### Record extracts:

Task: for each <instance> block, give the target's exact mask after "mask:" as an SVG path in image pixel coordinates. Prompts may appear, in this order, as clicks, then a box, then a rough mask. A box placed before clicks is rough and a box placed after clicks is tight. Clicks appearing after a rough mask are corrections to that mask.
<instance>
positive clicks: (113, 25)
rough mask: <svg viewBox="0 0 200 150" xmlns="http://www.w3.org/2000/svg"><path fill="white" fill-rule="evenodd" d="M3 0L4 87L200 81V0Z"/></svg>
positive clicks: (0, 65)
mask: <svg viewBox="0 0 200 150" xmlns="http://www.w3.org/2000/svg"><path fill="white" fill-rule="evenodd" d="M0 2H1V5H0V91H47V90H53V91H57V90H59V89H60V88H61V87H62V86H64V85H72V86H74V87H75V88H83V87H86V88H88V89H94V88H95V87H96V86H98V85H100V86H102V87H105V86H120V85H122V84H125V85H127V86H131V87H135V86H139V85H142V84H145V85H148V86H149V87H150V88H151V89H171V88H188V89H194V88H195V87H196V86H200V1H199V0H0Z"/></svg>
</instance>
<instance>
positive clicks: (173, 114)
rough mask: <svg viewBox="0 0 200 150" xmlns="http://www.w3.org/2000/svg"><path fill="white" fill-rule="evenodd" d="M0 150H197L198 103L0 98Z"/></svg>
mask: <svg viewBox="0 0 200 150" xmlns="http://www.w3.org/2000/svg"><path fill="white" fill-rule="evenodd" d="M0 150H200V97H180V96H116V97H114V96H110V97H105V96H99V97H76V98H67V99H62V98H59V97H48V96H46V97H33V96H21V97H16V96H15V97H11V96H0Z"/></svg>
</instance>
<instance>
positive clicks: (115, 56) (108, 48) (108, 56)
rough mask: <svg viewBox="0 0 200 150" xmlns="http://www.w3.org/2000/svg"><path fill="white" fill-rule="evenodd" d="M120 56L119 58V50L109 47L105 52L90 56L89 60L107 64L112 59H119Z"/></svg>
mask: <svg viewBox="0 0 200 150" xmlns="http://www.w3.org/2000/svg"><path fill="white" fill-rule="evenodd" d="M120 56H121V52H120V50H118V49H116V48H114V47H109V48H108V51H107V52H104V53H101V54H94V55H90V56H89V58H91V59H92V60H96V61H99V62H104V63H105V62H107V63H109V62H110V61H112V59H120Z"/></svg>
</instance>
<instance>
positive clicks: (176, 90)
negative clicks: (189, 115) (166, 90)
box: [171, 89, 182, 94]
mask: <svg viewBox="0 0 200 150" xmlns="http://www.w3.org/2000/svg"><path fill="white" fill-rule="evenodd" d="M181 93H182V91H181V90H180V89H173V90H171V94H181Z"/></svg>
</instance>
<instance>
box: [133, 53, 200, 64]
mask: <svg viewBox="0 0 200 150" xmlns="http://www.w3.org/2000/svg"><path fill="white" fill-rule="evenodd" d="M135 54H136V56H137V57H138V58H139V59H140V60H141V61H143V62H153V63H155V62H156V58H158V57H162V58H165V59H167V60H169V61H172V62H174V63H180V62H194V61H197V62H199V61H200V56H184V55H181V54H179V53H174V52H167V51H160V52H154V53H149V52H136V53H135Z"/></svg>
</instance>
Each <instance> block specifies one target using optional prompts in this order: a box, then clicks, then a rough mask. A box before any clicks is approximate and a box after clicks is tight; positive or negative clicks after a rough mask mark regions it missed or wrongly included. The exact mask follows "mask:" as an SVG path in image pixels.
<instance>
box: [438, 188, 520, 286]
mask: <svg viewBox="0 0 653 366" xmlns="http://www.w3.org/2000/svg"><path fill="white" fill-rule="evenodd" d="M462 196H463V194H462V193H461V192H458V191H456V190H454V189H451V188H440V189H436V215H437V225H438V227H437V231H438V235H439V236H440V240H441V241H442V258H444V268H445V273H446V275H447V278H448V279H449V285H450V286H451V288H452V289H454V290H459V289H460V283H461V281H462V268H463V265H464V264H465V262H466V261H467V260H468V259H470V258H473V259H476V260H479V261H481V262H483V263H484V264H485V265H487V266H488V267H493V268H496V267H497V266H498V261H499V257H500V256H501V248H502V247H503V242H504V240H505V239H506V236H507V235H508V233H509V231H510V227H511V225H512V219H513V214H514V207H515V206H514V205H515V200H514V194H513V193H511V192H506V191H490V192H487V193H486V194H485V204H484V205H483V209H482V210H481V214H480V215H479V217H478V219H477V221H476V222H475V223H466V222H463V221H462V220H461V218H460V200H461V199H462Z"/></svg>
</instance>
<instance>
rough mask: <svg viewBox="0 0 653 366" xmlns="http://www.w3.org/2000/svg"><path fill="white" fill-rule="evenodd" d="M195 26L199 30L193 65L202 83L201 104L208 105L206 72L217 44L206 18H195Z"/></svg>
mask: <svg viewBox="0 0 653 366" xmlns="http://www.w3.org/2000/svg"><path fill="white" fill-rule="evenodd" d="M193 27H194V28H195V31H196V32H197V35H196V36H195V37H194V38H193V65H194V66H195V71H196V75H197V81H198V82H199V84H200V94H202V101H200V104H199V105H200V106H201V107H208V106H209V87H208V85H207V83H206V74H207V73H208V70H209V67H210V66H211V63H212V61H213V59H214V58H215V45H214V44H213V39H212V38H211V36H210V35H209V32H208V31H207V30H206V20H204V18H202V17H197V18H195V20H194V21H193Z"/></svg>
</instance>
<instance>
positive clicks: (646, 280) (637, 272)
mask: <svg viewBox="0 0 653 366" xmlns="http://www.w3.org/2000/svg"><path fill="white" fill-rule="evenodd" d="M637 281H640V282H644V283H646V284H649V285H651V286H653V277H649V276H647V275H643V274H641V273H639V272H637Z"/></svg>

### Task details:
Only the lines from the beginning of the material to the line containing "positive clicks: (113, 25)" should be echoed, verbatim and in full.

### Task solution:
Task: for each <instance> block, give the target's exact mask after "mask:" as an SVG path in image pixel coordinates. Prompts may appear, in this order, as clicks, then a box, then a rough mask. A box placed before clicks is rough and a box placed after clicks is tight. Clicks appearing after a rough mask are corrections to that mask.
<instance>
positive clicks: (113, 25)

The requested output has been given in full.